Provided information:
-- -- --
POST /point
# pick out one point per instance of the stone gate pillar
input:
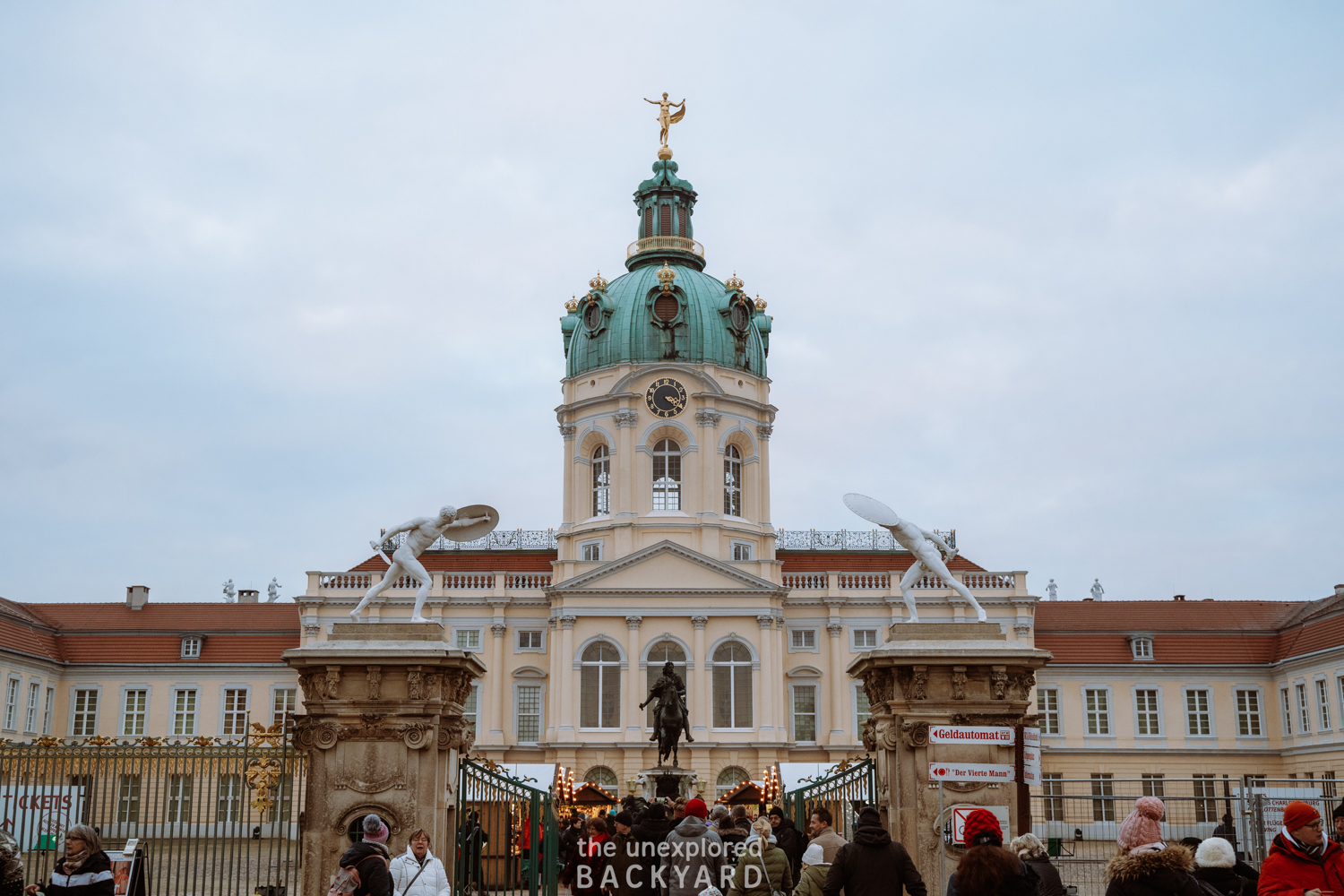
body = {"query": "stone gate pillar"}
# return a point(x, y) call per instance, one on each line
-- -- --
Short exercise: Reproduce each line of the entries above verbatim, omitting the pictures.

Complete response:
POST /point
# pick out one point per instance of the stone gate pillar
input:
body = {"query": "stone gate pillar"}
# return a point(x, y) call per instance, one on each line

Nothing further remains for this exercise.